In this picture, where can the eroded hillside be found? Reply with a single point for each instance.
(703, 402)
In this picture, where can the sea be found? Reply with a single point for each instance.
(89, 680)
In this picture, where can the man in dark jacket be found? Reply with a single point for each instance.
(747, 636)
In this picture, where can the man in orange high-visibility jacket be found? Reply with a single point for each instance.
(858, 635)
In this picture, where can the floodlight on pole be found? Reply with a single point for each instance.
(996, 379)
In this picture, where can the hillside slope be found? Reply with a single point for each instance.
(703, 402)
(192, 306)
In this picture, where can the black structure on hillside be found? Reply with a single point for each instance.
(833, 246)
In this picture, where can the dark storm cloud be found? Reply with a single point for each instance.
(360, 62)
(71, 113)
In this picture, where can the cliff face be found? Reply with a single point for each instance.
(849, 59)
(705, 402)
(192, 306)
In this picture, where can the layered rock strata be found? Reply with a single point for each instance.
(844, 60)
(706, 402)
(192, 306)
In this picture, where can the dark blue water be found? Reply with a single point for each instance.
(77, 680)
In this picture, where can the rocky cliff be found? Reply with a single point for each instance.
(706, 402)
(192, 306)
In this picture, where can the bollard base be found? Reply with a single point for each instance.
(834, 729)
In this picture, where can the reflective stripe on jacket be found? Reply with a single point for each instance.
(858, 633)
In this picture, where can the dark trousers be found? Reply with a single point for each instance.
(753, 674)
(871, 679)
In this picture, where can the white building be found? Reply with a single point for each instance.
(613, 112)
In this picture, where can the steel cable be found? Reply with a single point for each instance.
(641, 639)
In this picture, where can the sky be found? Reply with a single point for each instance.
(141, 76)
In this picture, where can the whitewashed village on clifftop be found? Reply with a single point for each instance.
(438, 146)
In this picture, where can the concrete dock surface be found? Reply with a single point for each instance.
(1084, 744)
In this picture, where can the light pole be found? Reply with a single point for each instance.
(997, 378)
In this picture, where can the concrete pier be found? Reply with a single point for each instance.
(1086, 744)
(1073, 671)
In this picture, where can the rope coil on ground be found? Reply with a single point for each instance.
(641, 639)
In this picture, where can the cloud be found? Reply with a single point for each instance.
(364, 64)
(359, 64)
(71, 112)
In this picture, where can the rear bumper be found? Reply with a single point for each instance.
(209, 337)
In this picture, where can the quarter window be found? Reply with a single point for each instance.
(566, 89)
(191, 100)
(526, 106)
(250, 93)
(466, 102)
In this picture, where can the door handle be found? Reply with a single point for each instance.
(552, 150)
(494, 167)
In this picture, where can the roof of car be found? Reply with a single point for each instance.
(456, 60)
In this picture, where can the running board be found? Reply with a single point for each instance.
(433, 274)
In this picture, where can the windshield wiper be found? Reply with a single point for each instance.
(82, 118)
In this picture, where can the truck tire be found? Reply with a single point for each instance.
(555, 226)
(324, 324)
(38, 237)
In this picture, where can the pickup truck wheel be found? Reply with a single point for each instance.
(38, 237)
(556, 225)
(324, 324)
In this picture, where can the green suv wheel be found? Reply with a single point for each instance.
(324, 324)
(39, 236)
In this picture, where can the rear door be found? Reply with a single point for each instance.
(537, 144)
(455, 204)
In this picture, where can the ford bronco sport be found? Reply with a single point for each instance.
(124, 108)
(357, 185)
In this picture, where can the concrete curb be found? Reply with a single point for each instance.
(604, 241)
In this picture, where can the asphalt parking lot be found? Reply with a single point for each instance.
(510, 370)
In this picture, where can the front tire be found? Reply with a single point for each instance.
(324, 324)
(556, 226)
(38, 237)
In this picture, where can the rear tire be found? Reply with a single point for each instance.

## Work order
Each record above, from first to last, should be written out again exactly.

## Answer area
In this picture, where can the eroded hillside be found? Reply with a single point for each instance.
(703, 402)
In this picture, where can the sea be found? Reply with a single point for each instance.
(89, 680)
In this picture, where can the man in dark jacket be found? Reply with a single point for each instance.
(747, 636)
In this picture, where can the man in orange high-visibility jacket be found? Reply with a single point for each instance.
(858, 635)
In this picture, where can the floodlight on pole be found? Reply with a single point for each instance.
(996, 379)
In this picture, where can the hillside slope be found? Reply with a single point for each instance.
(703, 402)
(192, 306)
In this picture, where can the black structure on hillside be found? Reply with a single point for each instance.
(833, 246)
In this picture, where can the dark storm cloud be found? Reply with a single point for each instance.
(360, 62)
(71, 113)
In this picture, where can the cliff face be found? Reply with a single point for each instance.
(849, 59)
(705, 402)
(192, 306)
In this picture, where can the layered rock strata be found? Reply with a single point for each instance.
(844, 60)
(706, 402)
(192, 306)
In this picture, where can the dark blue water be found? Reply with a single point for each instance.
(77, 680)
In this picture, where can the rocky cliff be found? Reply with a single point for each instance.
(706, 402)
(192, 306)
In this picture, where can the bollard base be found? Reply with a single point for each instance.
(834, 729)
In this picture, where can the reflective stripe on jacket be found? Reply with a single point for each instance.
(858, 633)
In this picture, where can the dark trousers be found? Reply with a single point for each instance.
(753, 674)
(871, 679)
In this picture, where can the white building be found? Reply with a single point for each instance.
(613, 112)
In this picture, where can the steel cable be found? Reply with a single point for each instance.
(641, 639)
In this picture, where can the sky be found? Reply with a single point for each instance.
(141, 76)
In this picture, where can the whitewashed village on clifftop be found? Reply with a single point for each instance.
(438, 146)
In this picture, where can the concrete dock surface be found? Reply with a single point for each instance.
(1084, 744)
In this picture, where can the light pole be found? Reply with a single point for each instance.
(997, 378)
In this picture, where can the concrete pier be found? Reply with a single point for each instance.
(1086, 744)
(1073, 671)
In this picture, where can the rope coil on ground be found? Reply with a single point for each instance.
(641, 639)
In this picture, where can the cloud be found? Reply with a single point for each instance.
(364, 64)
(359, 64)
(71, 112)
In this picture, where can the rear bumper be found? Reply with a single point for each instance.
(209, 337)
In this picture, where can the quarter window be found? Reply with a single point for each instance.
(566, 89)
(191, 100)
(526, 106)
(250, 93)
(466, 102)
In this picture, where can the door handle be found? Reply with a single point for each instance.
(552, 150)
(494, 167)
In this picture, where can the roof of car be found? Reply with a single point for each instance.
(456, 60)
In this picture, where can the running board be found? Reply with a single point for each instance.
(433, 274)
In this picture, where can the windshield wiper be found? Reply with a single point for each instance.
(82, 118)
In this picture, where can the truck tire be found? Reply with a single point for each instance.
(555, 226)
(324, 324)
(38, 237)
In this picture, where can the pickup truck wheel be found? Reply with a single point for each instance.
(38, 237)
(556, 225)
(324, 324)
In this picture, where can the green suv wheel be found? Reply with a single point for each instance.
(324, 324)
(39, 236)
In this picture, where can the rear door be found? Reply with a single point for each instance.
(537, 144)
(455, 204)
In this picture, where can the ford bronco sport be found? Reply with a single point for each instance.
(124, 108)
(357, 185)
In this picture, where can the concrete curb be found? Reply with a single point for each instance.
(604, 241)
In this picture, where can the asphalt parking lot be found? Reply with a single point for each instance.
(510, 370)
In this picture, where can the front tire be found? Reply with a single point for each instance.
(324, 324)
(556, 226)
(38, 237)
In this picture, where can the rear tire be found? Reply with a single point for each instance.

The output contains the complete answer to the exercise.